● **Short exercise**
Return, unchanged, the lines of the entries below, beginning at the line that contains "Help me find the pink-tinged" and stopping after the line that contains "[402,19,694,350]". Include both of those lines and no others.

(Stored entries)
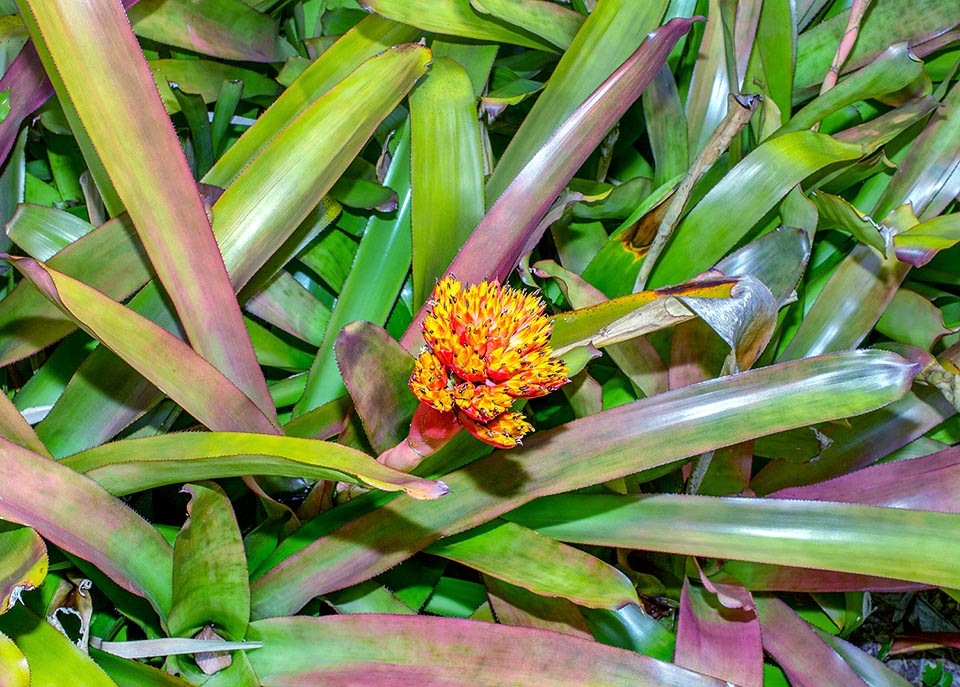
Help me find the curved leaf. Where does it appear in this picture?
[0,439,173,617]
[167,482,250,641]
[8,258,278,434]
[251,351,917,617]
[21,0,275,417]
[0,526,49,616]
[402,19,693,350]
[506,494,960,588]
[0,606,117,687]
[410,57,483,303]
[61,432,447,499]
[649,131,863,287]
[426,522,639,609]
[248,615,726,687]
[358,0,556,50]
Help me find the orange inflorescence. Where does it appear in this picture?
[410,277,570,448]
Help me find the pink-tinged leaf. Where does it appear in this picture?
[484,576,593,640]
[757,597,866,687]
[167,482,250,641]
[63,432,447,499]
[674,579,763,687]
[7,257,277,434]
[0,606,116,687]
[0,394,52,458]
[888,632,960,656]
[893,212,960,267]
[813,627,912,687]
[0,438,173,617]
[334,321,420,454]
[21,0,279,424]
[244,271,330,346]
[251,351,920,617]
[750,385,957,495]
[247,615,724,687]
[0,524,49,616]
[711,561,930,592]
[0,42,53,167]
[769,447,960,513]
[427,522,639,610]
[0,212,150,365]
[129,0,285,62]
[402,19,694,350]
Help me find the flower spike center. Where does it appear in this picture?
[410,277,570,448]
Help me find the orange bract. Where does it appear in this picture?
[410,277,570,448]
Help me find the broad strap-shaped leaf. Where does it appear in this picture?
[757,597,866,687]
[203,16,420,188]
[768,447,960,514]
[335,321,420,455]
[8,258,277,434]
[674,578,763,687]
[427,521,638,609]
[488,0,668,203]
[0,212,151,364]
[507,494,960,588]
[403,19,692,350]
[251,351,917,617]
[293,119,412,416]
[0,606,117,687]
[470,0,584,48]
[0,439,173,617]
[62,432,447,499]
[21,0,276,424]
[0,523,49,616]
[128,0,284,62]
[410,58,484,303]
[167,482,250,641]
[248,615,725,687]
[359,0,556,50]
[649,131,864,287]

● **Written response**
Help me find the pink-tinged leaf. Where does it appear in this picture?
[484,576,593,640]
[757,597,866,687]
[167,482,250,641]
[63,432,447,499]
[674,579,763,687]
[7,257,277,434]
[0,606,116,687]
[0,394,52,458]
[888,632,960,656]
[893,212,960,267]
[813,627,912,687]
[0,438,173,617]
[334,321,420,454]
[21,0,279,424]
[244,271,330,346]
[251,351,920,617]
[750,385,957,495]
[247,615,724,687]
[0,524,49,616]
[711,561,930,592]
[0,42,53,167]
[769,447,960,513]
[427,522,639,610]
[0,212,150,365]
[129,0,285,62]
[402,19,694,350]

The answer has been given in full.